*Given text:*
******

Goodwin and Tampien could still yank the property out of the foreclosure process if they pay the amount owed. Otherwise it is scheduled to go out to public auction at 10 a.m. on Sept. 8, on the front steps of the Ada County Courthouse at 200 W. Front St. in Boise.
If it is sold, Goodwin and Tampien would still have six months under Idaho law to reclaim the property if they pay off the lender with interest.
In late 2020 and early 2021, Tampien and Goodwin also bought lots in Garden City that were to become a brewery and apartments, along with the Dutch Goose bar and restaurant on State Street. They planned to turn the Dutch Goose into a gastropub, then raze and replace it with a 43-unit apartment complex.
“Go big or go home,” Goodwin told the Idaho Statesman in 2021.
But the duo scrapped the brewery idea in Garden City. The lot is now controlled by a trust for Michael Kirk Bulick, according to records maintained by the Ada County Assessor’s Office. Meridian gastroenterologist Christopher Hammerle is building the 24-unit apartment building.
“The cost to build in this location combined with the cost of the land required that we consolidate and sell off those parcels,” Tampien said by email. “For example, the Garden City apartments initially appraised for $9 million, and the most recent appraisal after completion was $6 million.”
The Dutch Goose at 3515 W. State St., closed in 2020. In 2021, Tampien and Goodwin re-opened the restaurant as the State Street Kitchen & Drinkery gastropub. It lasted for just over a year-and-a-half before shutting down. The property then briefly went up for sale in August 2024 before that listing was removed and a permit to demolish the old bar for the proposed apartments was submitted to the city of Boise.
Jordan Onley, a senior project manager and architect for Spokane’s Trek Architecture, submitted a second application-extension request for the project in January, saying it still needed reviews by Veolia, the water company; and by the Ada County Highway District. The city granted the extension until July 31. Under a city ordinance, no application can be extended more than twice.

******

*Written task 1:*
Extract the passage of the foreclosure article starting at "If it is sold, Goodwin" and ending at "Statesman in 2021.".
*Written task 2:*
According to the foreclosure article, why did Tampien and Goodwin consolidate and sell off their Garden City parcels? Answer in one to three sentences.
Rely only on the foreclosure article for this work.

*Data records:*
******

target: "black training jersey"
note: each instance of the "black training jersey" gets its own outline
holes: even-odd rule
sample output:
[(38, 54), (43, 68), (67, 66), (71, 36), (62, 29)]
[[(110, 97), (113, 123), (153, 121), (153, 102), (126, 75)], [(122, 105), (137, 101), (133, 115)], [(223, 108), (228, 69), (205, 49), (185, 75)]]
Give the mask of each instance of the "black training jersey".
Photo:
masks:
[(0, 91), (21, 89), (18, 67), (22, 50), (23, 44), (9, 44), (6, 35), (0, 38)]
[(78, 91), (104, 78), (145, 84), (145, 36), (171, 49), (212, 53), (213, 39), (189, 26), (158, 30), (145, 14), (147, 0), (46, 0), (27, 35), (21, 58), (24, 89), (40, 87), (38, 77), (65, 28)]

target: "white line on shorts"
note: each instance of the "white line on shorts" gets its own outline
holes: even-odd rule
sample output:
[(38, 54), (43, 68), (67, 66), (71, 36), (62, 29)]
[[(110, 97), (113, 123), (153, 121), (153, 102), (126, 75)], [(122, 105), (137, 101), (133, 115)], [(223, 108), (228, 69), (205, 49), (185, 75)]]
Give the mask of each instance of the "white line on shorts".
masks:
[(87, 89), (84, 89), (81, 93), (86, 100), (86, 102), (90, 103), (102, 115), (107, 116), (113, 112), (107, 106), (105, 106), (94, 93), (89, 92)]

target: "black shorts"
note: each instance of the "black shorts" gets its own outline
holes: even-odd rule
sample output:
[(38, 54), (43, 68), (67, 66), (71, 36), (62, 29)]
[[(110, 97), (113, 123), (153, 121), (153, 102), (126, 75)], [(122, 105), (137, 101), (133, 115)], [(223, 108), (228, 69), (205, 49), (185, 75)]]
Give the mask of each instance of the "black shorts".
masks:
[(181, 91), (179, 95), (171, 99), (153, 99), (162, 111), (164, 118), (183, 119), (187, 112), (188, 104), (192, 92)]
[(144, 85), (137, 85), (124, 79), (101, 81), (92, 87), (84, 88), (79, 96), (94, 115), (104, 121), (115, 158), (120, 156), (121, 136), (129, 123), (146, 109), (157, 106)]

******

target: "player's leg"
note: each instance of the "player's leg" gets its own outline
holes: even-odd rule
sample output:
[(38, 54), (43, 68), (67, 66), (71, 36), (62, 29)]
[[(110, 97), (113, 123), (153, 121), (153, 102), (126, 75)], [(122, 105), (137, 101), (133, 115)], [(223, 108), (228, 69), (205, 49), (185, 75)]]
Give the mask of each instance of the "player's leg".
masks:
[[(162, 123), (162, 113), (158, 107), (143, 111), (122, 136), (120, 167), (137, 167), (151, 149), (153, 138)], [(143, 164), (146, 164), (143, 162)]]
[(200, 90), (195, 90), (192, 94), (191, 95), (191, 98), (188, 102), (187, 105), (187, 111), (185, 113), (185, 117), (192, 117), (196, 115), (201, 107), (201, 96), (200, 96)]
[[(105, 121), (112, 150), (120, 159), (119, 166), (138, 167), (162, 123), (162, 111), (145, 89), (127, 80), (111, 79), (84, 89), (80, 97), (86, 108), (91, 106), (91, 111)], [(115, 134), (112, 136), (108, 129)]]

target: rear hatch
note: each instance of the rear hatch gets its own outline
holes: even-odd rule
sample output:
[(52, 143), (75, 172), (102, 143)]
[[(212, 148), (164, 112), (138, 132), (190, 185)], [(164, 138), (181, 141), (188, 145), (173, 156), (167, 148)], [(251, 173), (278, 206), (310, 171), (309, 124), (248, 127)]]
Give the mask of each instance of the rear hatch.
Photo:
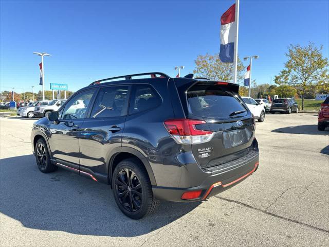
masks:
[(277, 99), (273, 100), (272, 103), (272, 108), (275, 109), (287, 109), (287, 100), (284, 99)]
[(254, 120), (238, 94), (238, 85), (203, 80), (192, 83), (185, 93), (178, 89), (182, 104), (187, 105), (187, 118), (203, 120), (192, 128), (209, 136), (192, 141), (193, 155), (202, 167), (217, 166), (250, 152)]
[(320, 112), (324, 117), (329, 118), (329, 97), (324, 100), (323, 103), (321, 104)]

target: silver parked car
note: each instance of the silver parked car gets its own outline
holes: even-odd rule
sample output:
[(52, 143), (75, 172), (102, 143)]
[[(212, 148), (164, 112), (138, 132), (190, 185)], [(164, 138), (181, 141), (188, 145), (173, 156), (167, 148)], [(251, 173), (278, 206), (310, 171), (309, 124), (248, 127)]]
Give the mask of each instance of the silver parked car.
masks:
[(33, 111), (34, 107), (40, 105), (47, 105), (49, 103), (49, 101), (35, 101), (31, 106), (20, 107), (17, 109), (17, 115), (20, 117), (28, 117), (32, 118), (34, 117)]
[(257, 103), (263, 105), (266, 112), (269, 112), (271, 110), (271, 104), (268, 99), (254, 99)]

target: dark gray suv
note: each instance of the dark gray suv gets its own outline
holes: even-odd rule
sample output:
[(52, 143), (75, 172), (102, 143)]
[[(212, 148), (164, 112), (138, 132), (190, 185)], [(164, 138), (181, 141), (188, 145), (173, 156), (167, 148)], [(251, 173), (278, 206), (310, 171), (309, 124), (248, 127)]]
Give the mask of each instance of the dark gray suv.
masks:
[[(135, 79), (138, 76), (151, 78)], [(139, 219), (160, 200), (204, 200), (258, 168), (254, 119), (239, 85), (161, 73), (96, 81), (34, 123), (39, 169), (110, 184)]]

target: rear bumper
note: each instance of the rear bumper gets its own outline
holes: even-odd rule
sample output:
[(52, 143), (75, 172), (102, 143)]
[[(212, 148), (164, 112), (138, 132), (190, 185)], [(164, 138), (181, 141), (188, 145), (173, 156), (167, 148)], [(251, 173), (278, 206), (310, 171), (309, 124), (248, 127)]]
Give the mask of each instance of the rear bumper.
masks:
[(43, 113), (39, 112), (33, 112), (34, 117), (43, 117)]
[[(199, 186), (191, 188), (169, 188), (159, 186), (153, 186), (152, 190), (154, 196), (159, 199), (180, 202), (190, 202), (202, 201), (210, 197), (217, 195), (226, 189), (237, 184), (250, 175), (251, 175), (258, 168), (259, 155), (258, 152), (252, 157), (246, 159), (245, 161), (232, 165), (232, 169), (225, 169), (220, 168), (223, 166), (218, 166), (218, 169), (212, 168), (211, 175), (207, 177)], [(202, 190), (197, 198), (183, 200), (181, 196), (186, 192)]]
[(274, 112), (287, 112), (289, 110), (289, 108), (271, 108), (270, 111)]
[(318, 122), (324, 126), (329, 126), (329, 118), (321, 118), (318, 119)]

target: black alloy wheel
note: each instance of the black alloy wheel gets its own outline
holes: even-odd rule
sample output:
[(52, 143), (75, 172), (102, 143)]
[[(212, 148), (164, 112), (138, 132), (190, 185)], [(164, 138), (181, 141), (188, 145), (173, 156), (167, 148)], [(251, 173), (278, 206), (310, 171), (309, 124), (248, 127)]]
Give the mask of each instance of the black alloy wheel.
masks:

******

*Right answer 1:*
If it is sold, Goodwin and Tampien would still have six months under Idaho law to reclaim the property if they pay off the lender with interest.
In late 2020 and early 2021, Tampien and Goodwin also bought lots in Garden City that were to become a brewery and apartments, along with the Dutch Goose bar and restaurant on State Street. They planned to turn the Dutch Goose into a gastropub, then raze and replace it with a 43-unit apartment complex.
“Go big or go home,” Goodwin told the Idaho Statesman in 2021.

*Right answer 2:*
Tampien said the cost to build in that location, combined with the cost of the land, required them to consolidate and sell off those parcels. As an example, the Garden City apartments first appraised for $9 million, but the most recent appraisal after completion was $6 million.